Exercise details - Locate each line of the data below that contains the word "wooden", and copy those lines.
*** Listed entries
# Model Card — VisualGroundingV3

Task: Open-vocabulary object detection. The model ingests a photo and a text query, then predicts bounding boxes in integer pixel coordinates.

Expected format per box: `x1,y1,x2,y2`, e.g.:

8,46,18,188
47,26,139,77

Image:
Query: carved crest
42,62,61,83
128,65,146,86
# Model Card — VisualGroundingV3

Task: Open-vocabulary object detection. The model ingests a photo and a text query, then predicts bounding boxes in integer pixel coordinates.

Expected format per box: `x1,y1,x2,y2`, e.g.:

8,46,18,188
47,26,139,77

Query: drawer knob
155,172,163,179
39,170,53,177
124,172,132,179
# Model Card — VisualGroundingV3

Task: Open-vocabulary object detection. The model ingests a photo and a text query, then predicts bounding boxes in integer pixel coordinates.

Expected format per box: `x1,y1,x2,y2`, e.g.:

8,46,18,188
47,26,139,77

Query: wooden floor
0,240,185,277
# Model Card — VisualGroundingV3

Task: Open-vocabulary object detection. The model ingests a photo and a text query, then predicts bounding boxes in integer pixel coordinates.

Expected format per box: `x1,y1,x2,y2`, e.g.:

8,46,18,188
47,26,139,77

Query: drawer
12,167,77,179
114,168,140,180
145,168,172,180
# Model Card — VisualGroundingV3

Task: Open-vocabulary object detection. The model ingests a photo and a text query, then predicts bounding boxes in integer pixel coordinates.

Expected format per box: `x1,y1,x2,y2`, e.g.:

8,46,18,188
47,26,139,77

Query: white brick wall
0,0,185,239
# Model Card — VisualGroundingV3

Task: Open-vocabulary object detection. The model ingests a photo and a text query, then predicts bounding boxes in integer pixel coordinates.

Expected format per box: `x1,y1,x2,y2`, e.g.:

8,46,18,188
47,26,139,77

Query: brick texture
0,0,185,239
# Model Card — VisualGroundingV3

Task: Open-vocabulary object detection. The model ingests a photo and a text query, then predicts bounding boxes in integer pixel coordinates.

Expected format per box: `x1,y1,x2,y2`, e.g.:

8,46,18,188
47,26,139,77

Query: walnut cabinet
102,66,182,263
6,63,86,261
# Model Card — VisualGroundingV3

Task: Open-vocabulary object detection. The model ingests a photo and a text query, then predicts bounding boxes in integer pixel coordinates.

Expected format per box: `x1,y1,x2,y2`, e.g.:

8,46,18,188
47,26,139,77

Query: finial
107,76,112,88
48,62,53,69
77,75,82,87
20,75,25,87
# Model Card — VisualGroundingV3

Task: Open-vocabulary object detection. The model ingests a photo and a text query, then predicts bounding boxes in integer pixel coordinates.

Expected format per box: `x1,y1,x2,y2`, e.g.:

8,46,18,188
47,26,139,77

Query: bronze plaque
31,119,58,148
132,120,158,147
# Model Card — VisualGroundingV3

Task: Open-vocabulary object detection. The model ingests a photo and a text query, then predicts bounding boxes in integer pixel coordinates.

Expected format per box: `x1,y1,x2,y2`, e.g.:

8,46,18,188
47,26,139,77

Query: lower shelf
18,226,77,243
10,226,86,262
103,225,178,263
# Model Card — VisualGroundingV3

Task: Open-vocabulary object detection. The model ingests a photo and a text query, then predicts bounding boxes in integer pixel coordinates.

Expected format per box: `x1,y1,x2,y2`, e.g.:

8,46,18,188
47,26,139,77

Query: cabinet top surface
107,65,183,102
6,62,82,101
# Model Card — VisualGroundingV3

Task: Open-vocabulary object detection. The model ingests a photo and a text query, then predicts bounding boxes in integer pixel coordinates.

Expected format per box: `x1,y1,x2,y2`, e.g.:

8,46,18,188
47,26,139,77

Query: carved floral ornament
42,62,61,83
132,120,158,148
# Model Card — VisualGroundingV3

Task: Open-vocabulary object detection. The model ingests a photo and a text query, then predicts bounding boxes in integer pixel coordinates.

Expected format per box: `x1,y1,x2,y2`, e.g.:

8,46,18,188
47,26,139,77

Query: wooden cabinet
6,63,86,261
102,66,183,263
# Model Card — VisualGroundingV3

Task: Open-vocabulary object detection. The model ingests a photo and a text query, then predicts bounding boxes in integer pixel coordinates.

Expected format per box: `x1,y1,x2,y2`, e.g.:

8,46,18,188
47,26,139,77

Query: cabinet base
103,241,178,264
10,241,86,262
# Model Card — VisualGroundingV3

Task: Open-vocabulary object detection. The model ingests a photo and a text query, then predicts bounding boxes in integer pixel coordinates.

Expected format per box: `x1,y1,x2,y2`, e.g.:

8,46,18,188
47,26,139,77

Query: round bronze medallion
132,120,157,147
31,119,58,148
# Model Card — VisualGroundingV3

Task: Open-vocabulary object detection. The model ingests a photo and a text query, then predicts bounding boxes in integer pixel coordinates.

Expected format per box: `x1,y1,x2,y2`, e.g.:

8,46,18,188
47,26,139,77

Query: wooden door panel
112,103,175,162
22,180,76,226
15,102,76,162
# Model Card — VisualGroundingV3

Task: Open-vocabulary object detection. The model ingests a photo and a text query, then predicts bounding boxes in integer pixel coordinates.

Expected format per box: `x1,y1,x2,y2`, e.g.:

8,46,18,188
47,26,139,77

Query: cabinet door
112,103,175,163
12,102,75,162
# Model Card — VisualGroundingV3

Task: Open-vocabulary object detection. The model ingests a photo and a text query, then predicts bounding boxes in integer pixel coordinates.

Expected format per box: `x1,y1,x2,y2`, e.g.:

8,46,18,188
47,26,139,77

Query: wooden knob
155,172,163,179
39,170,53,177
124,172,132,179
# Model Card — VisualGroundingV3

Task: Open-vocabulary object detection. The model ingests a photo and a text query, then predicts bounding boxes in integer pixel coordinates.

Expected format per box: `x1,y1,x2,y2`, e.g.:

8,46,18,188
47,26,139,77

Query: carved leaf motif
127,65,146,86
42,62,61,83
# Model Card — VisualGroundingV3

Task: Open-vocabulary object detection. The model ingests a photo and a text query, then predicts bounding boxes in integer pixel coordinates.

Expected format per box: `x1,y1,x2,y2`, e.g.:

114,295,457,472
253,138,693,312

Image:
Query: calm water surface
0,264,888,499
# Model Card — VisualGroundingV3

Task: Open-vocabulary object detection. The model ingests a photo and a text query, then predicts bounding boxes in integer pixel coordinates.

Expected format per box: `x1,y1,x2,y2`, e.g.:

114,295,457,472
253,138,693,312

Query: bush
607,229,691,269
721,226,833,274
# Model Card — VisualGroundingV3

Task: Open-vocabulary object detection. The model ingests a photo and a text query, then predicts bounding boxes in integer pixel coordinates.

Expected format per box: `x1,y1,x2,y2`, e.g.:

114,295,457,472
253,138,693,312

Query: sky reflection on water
******
Exercise output -
Query: wooden floor
Query: wooden cabinet
Query: wooden door panel
Query: wooden knob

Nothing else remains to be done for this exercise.